YOUR TASK: Please repeat the records exactly from their first line, finishing at the line containing "box: [328, 71, 429, 186]" and including it.

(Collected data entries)
*** Begin section ***

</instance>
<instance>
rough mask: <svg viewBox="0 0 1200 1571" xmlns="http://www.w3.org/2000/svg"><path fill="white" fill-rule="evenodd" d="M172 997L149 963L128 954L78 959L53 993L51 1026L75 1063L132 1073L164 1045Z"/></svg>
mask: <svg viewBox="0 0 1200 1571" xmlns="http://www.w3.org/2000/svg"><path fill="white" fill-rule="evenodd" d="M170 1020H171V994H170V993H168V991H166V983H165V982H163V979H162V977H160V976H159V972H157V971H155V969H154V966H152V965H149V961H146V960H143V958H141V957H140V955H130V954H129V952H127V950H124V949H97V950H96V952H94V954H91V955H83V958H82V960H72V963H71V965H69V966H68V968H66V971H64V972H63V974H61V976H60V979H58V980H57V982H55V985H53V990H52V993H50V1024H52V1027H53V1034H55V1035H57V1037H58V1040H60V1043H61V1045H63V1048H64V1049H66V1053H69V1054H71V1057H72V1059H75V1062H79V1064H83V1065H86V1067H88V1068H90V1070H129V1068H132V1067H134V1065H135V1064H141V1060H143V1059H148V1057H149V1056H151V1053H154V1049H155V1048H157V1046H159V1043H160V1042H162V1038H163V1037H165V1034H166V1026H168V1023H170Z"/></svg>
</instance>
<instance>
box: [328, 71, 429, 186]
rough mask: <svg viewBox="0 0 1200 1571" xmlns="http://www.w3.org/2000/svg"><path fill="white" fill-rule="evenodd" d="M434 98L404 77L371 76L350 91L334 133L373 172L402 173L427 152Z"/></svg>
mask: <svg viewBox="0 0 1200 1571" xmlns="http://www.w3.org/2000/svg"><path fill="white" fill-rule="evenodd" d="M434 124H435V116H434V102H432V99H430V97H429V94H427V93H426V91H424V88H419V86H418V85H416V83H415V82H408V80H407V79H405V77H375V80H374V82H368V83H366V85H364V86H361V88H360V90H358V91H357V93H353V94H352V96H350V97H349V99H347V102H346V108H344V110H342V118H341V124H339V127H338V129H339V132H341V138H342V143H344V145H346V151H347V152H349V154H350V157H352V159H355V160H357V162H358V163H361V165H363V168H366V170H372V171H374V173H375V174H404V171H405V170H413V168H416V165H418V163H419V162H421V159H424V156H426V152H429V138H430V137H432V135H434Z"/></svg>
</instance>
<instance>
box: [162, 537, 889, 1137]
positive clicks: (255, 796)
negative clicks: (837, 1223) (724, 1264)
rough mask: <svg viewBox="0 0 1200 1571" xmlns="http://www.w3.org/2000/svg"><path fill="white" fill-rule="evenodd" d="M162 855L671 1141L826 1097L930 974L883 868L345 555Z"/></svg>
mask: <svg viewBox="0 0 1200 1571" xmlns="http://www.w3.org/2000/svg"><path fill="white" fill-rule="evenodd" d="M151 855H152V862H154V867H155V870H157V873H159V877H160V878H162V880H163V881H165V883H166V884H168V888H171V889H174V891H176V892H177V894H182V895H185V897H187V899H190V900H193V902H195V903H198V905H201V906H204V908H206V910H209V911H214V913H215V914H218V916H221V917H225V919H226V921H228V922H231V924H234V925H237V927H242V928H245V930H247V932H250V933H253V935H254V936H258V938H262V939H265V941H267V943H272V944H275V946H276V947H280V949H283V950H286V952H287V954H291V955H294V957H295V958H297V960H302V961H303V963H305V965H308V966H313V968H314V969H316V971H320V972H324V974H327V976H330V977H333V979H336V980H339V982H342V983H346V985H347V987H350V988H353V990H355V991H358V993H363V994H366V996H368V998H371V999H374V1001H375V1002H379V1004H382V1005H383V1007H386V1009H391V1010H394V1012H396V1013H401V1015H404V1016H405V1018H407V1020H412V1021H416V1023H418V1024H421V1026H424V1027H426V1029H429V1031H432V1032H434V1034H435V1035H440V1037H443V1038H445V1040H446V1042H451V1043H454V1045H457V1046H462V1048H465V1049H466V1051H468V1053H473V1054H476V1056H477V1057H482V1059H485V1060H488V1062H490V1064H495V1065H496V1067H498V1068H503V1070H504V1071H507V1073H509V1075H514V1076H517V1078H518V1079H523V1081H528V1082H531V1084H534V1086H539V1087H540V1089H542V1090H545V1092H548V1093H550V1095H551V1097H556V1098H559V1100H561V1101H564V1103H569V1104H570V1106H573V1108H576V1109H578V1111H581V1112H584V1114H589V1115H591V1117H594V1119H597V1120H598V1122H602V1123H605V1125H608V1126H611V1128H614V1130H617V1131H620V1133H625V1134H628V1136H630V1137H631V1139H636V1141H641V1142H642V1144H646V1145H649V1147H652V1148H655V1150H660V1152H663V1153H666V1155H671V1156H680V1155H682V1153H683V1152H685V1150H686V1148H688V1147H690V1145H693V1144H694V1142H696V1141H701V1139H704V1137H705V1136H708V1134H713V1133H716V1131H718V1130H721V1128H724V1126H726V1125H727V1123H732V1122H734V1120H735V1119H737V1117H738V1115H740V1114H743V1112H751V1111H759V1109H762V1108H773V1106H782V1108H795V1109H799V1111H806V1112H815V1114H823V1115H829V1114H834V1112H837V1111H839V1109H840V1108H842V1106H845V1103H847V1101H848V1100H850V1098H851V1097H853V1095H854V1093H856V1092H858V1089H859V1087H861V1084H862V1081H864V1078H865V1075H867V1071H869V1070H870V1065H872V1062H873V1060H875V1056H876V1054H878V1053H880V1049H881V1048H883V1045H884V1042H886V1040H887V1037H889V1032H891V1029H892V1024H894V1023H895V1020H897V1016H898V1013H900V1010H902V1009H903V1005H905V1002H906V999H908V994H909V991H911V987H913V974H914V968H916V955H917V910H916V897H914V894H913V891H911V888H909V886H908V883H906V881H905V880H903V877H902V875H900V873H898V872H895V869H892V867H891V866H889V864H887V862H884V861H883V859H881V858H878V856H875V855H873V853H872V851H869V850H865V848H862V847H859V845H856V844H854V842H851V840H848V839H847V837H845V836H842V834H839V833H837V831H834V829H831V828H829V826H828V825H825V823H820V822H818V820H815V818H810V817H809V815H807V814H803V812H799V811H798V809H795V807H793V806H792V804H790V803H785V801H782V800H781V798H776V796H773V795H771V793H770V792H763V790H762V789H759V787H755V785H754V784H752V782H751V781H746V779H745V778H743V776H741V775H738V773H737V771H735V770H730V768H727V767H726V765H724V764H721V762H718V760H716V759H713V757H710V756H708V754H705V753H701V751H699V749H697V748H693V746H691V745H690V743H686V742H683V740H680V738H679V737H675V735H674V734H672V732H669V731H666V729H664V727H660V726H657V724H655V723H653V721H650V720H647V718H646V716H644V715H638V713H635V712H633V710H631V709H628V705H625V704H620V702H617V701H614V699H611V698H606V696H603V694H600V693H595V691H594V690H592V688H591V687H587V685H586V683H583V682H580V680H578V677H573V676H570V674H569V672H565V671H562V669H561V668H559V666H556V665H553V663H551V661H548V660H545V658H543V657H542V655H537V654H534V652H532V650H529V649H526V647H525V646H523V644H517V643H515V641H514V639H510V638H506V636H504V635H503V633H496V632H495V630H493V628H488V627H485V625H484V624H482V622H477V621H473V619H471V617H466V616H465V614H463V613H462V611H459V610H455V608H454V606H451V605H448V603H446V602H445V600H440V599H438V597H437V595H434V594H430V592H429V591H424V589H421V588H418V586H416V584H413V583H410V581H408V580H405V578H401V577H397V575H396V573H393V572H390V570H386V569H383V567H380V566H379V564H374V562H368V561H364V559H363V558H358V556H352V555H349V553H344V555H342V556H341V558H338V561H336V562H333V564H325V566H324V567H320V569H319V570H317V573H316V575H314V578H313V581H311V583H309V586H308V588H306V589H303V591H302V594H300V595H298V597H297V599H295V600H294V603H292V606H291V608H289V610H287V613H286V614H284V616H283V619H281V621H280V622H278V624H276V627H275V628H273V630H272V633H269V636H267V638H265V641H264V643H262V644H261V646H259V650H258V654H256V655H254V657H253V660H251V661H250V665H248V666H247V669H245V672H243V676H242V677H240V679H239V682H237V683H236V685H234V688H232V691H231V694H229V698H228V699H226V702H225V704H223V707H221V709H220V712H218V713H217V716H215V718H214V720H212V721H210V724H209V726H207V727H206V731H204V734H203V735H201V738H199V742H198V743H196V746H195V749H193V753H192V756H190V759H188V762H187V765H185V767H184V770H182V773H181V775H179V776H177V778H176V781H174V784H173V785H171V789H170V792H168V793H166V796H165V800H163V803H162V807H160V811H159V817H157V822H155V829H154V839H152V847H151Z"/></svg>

*** End section ***

SOLVED EXERCISE:
</instance>
<instance>
rough mask: <svg viewBox="0 0 1200 1571" xmlns="http://www.w3.org/2000/svg"><path fill="white" fill-rule="evenodd" d="M172 997L149 963L128 954L78 959L53 993L51 1026L75 1063L132 1073L164 1045Z"/></svg>
mask: <svg viewBox="0 0 1200 1571" xmlns="http://www.w3.org/2000/svg"><path fill="white" fill-rule="evenodd" d="M170 1020H171V994H170V993H168V991H166V983H165V982H163V979H162V977H160V976H159V972H157V971H155V969H154V966H152V965H149V961H146V960H143V958H141V957H140V955H130V954H129V952H127V950H124V949H97V950H96V952H94V954H91V955H83V958H82V960H72V963H71V965H69V966H68V968H66V971H64V972H63V974H61V976H60V979H58V980H57V982H55V985H53V990H52V993H50V1024H52V1027H53V1034H55V1035H57V1037H58V1040H60V1043H61V1045H63V1048H64V1049H66V1053H69V1054H71V1057H72V1059H75V1062H79V1064H83V1065H86V1067H88V1068H90V1070H129V1068H132V1067H134V1065H135V1064H141V1060H143V1059H148V1057H149V1056H151V1053H154V1049H155V1048H157V1046H159V1043H160V1042H162V1038H163V1037H165V1034H166V1026H168V1023H170Z"/></svg>
</instance>
<instance>
box: [328, 71, 429, 186]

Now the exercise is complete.